▸ **DIRECTIVE**
Starting at the line that contains "A single point marks each instance of the gray curly", restate each line word for word through the final line of the data, keeping both ends.
##### THE INPUT #####
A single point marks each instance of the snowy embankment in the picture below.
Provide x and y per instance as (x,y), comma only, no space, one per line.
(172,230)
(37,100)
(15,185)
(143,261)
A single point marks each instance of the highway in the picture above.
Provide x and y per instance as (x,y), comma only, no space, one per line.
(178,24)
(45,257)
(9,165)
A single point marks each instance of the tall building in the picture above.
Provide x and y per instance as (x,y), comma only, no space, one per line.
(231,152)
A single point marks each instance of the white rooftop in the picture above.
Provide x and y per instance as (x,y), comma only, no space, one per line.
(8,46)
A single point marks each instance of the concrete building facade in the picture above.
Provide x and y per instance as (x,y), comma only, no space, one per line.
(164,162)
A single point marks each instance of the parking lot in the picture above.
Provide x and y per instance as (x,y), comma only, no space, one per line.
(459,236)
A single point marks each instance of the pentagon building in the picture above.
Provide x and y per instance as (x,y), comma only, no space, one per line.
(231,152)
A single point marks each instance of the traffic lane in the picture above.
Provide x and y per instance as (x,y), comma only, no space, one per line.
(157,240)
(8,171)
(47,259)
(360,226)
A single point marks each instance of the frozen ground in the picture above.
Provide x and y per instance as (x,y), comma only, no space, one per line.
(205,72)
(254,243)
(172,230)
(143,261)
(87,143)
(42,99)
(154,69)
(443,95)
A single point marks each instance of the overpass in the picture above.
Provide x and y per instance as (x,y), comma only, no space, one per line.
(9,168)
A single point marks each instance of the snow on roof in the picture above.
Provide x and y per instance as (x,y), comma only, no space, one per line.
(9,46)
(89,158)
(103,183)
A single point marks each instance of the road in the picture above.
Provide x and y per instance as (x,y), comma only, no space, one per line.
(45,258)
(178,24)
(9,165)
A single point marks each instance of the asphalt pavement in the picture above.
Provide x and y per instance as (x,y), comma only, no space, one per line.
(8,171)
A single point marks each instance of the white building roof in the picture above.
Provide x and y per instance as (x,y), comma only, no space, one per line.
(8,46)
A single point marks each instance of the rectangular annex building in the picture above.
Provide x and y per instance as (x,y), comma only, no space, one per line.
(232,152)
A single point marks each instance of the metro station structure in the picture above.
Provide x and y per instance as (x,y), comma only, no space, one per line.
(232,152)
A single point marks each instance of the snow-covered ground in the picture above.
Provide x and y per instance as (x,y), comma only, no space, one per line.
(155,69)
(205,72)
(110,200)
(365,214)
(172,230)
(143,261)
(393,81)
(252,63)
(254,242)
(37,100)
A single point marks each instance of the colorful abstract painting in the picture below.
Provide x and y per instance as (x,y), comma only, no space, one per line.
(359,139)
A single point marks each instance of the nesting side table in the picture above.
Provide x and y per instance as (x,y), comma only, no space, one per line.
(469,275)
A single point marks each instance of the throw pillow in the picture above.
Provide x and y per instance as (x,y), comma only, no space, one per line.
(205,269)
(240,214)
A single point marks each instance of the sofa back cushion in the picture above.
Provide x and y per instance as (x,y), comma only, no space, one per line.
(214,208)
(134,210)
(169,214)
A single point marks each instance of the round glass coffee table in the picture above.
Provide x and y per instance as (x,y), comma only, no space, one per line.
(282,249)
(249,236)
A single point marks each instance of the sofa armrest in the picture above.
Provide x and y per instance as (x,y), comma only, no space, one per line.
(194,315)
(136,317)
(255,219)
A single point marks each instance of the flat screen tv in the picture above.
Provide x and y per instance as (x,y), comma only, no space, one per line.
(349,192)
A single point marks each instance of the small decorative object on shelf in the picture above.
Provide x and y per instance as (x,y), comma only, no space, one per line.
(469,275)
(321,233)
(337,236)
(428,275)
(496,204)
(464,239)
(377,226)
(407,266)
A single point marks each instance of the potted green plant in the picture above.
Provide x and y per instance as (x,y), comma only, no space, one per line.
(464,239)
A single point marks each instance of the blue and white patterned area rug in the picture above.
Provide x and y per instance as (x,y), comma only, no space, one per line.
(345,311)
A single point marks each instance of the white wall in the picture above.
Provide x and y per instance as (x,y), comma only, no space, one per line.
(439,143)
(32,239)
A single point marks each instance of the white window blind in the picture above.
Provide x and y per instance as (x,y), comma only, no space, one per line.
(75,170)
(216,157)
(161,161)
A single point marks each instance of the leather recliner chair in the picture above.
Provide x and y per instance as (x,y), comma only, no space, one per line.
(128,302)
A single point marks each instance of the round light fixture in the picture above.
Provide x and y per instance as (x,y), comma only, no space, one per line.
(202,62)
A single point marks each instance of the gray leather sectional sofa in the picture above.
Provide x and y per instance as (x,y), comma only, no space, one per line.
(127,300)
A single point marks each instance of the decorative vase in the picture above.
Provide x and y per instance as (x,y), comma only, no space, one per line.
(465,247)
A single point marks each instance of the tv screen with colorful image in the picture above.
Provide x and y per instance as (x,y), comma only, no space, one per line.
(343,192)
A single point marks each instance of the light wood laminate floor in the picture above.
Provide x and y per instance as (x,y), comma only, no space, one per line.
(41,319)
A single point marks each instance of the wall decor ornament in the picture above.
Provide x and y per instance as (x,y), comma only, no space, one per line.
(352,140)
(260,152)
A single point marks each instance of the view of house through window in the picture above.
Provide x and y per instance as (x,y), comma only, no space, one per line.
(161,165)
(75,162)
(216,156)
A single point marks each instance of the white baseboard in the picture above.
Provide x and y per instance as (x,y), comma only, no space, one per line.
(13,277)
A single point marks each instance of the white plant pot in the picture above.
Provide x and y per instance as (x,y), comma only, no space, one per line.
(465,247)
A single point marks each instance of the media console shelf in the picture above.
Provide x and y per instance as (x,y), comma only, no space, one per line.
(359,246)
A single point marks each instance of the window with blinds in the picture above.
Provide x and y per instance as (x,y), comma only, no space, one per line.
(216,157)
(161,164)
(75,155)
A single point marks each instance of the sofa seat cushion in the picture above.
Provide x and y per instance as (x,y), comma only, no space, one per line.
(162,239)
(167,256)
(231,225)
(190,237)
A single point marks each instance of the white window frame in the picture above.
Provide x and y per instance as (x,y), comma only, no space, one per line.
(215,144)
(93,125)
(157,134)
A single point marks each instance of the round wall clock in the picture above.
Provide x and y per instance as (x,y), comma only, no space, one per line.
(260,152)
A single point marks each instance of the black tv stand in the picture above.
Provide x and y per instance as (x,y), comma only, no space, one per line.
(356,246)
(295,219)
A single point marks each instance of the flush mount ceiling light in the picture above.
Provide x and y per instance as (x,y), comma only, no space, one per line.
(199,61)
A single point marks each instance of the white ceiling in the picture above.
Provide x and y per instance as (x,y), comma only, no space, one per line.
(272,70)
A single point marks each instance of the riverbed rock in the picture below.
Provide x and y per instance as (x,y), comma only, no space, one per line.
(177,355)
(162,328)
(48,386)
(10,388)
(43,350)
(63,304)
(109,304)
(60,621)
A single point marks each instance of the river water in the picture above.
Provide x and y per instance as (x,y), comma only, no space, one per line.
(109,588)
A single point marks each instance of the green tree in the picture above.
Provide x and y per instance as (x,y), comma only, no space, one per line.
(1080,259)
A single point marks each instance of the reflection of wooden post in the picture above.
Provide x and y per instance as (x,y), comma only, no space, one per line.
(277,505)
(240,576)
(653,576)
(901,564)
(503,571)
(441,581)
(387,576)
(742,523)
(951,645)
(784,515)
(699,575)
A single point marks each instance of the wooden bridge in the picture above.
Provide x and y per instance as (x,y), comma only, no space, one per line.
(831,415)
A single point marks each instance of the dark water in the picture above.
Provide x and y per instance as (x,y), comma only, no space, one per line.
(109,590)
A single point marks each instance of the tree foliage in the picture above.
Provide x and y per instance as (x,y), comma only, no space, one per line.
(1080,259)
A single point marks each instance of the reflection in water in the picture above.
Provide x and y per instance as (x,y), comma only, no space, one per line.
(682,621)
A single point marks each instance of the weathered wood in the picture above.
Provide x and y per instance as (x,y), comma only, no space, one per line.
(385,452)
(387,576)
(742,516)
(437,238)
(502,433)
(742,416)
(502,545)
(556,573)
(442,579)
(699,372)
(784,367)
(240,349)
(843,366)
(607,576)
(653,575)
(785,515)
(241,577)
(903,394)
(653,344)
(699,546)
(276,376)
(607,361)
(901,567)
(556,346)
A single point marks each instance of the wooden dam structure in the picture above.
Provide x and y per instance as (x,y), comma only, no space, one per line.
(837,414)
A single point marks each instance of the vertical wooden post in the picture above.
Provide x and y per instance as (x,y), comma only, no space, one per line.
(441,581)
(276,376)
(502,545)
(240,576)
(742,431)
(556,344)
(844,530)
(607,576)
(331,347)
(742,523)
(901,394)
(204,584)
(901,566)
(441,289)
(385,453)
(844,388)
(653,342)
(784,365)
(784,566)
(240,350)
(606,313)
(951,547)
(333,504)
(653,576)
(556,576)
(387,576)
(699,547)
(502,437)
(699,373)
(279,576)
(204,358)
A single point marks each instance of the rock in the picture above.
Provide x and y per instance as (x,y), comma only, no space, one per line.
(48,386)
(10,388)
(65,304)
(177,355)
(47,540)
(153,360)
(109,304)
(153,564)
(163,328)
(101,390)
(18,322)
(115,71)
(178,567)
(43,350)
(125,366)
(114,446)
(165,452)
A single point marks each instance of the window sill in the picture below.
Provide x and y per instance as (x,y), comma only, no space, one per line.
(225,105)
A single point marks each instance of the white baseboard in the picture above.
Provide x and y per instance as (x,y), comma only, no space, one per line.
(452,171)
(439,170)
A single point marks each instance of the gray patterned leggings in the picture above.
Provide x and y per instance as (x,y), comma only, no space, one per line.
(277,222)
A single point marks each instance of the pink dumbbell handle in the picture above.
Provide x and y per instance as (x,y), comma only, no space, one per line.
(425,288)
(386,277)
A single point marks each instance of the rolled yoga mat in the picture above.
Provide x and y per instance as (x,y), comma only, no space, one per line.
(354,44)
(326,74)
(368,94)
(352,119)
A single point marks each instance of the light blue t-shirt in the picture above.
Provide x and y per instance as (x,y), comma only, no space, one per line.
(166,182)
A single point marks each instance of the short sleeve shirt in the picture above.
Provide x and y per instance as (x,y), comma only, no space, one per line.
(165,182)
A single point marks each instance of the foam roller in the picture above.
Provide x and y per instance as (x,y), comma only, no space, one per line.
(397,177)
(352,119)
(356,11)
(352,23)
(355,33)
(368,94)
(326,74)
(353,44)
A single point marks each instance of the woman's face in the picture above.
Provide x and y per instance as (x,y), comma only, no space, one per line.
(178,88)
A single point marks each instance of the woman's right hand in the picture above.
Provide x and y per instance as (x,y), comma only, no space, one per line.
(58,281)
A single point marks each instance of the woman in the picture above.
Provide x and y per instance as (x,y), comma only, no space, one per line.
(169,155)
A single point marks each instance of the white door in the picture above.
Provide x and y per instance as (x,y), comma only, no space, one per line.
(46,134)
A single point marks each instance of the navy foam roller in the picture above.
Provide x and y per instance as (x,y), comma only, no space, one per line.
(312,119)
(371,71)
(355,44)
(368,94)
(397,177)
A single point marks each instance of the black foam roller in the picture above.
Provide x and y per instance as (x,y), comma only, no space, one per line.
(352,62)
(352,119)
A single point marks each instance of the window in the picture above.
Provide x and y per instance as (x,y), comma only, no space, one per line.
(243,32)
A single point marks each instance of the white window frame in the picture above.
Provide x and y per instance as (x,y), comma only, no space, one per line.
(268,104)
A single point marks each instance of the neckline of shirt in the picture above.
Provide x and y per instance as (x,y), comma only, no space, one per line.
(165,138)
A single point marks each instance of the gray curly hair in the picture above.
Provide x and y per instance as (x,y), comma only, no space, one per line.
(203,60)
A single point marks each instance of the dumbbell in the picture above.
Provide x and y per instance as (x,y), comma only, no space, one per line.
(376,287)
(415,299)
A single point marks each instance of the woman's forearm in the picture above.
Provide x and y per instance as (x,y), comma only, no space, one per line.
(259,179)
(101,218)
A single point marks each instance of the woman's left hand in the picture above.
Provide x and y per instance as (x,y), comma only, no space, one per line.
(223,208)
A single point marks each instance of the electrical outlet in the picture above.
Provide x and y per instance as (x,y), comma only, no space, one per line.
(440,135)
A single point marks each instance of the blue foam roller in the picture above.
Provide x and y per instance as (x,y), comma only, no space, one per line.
#####
▸ **RIGHT ANSWER**
A single point marks each instance of the gray curly hair in the picture above.
Provide x and y per instance as (x,y), comma only, no space, one per line.
(203,60)
A single point marks each instance of the dumbbell in the picture above.
Provide x and y per instance as (x,y), comma only, no space, one per line.
(376,287)
(415,299)
A single point marks each instance of the woman's forearm in the picture above.
Provide x and y per instance as (x,y), comma only, no space, one per line.
(259,179)
(101,218)
A single point marks each instance of the woman's left hand in the picture above.
Provide x and y per instance as (x,y), comma only, no space, one per line.
(223,208)
A single point marks each instance of the electrical outlet in the picture above.
Provide x and y per instance as (x,y), comma only, no space, one per line.
(440,135)
A single point marks each instance of the blue foam roller in the picture above.
Provide x and y per instance as (x,y), comma only, no space, one per line.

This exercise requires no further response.